#### Task statement:
Only the lines starting at the one that contains "the dark basalt" and running to the end should be repeated, exactly as written.

***** Material

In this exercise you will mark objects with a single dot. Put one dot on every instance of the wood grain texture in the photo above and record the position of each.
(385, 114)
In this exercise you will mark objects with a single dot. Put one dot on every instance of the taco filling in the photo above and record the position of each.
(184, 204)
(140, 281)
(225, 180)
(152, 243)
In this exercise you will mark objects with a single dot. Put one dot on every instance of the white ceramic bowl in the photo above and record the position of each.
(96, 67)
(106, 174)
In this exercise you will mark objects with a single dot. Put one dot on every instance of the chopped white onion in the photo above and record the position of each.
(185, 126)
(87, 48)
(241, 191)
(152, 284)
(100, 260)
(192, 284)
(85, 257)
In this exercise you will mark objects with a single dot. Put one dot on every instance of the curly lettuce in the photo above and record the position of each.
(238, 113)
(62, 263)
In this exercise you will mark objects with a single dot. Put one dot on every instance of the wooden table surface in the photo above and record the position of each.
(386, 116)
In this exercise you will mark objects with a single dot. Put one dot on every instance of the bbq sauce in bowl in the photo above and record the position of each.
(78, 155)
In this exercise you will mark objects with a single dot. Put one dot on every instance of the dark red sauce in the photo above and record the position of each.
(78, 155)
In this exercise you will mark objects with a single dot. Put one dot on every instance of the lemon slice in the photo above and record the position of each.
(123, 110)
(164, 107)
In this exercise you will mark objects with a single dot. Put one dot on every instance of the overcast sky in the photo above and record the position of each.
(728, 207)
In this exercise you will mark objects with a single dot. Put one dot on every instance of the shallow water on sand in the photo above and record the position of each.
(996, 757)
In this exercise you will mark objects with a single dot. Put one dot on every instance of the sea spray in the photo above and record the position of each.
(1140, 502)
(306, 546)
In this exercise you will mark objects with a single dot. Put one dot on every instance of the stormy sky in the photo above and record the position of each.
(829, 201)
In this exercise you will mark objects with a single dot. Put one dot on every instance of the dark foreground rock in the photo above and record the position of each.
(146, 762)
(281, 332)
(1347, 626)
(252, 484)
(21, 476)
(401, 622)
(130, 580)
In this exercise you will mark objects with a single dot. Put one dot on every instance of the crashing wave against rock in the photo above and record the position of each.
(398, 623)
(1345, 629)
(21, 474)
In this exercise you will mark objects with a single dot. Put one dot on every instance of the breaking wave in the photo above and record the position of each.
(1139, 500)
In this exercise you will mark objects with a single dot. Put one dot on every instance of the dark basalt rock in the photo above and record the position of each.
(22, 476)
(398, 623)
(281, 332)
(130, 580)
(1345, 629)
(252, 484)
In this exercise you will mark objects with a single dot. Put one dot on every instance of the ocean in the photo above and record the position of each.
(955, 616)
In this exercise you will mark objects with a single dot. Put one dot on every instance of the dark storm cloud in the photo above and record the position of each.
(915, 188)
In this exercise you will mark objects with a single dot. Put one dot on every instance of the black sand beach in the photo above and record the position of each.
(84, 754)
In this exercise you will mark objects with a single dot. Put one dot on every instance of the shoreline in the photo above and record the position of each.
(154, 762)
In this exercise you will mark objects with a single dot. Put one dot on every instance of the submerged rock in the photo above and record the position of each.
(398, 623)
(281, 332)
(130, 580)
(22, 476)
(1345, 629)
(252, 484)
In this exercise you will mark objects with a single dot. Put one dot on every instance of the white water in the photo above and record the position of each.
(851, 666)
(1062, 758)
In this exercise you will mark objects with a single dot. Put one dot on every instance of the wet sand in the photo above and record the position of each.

**********

#### Response to the task:
In this exercise you will mark objects with a single dot. Put one dot on every instance of the dark basalt rock in the photo above and record the position of each.
(22, 476)
(398, 623)
(281, 332)
(130, 580)
(1345, 629)
(252, 484)
In this exercise you will mark objects with a single dot. Put one dot on every instance of the ocean in the photo above and record the position of each.
(955, 616)
In this exercise you will mark objects with a single dot. Put one dot on every instance of the dark storm cloud in the photo above and record the position of each.
(915, 188)
In this exercise you will mark objects with a single dot. Put one dot on every instance of the black sand beach in the photo above and record the position of each.
(84, 754)
In this exercise you will mark objects with a single dot. Put one dot on every instance of the shoreline in the photo above and record the position of each.
(154, 762)
In this exercise you will mark objects with a single dot. Put one dot on every instance of the submerged rock in the photo above and record the position of each.
(398, 623)
(281, 332)
(130, 580)
(22, 476)
(1345, 629)
(252, 484)
In this exercise you will mark objects with a single dot. Put one dot on every instance of the white water in the photo above and record the position of each.
(851, 666)
(1062, 758)
In this exercise you will mark objects with a single dot. Put one dot on every instance of the wet sand in the photo above and record the position of each.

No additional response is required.